The former Gokulam Kerala head coach has revealed his reasons for leaving the Malabarians…
Varela was introduced to Indian football by Gokulam Kerala two years ago. The team won the Kerala Premier League before the coach left the club due to personal reasons. A year later, he returned to the Kozhikode-based club and took charge of the club for the 2019-20 campaign.
The Malabarians won the Durand Cup, reached the semi-final of the Sheikh Jamal Cup in Bangladesh and was close to finishing int he top four in the I-League. However, the coach and the club parted ways again and for different reasons this time around, according to the Argentina-born manager.
“Football really is like that (leaving the club after winning a trophy), we had a great season and played brilliantly at times. It’s also true that Gokulam Kerala wanted to keep me and asked me to stay several times, but we didn’t come to an agreement on a budget or a sports project,” Varela revealed to Goal.
At the end of what was a trophy-winning campaign, Varela was linked to the coaching job at Kolkata giants East Bengal. However, it was not the Red and Golds who had put offers on the table for Varela.

» RECORDED DATA:
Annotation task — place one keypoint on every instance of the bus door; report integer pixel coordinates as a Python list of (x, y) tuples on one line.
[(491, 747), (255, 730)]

» CHALLENGES:
[A] Answer these from the article on Varela's time at Gokulam Kerala:
(i) Which competition did the team win before Varela first left the club?
(ii) In which country was the Sheikh Jamal Cup played?
(iii) On what two things did Varela and the club fail to reach an agreement?
[B] From the article on Varela's time at Gokulam Kerala, repeat the passage between "The former Gokulam" and "the Argentina-born manager.", inclusive.

» RESPONSES PER TASK:
[A]
(i) The Kerala Premier League.
(ii) Bangladesh.
(iii) A budget and a sports project.

[B]
The former Gokulam Kerala head coach has revealed his reasons for leaving the Malabarians…
Varela was introduced to Indian football by Gokulam Kerala two years ago. The team won the Kerala Premier League before the coach left the club due to personal reasons. A year later, he returned to the Kozhikode-based club and took charge of the club for the 2019-20 campaign.
The Malabarians won the Durand Cup, reached the semi-final of the Sheikh Jamal Cup in Bangladesh and was close to finishing int he top four in the I-League. However, the coach and the club parted ways again and for different reasons this time around, according to the Argentina-born manager.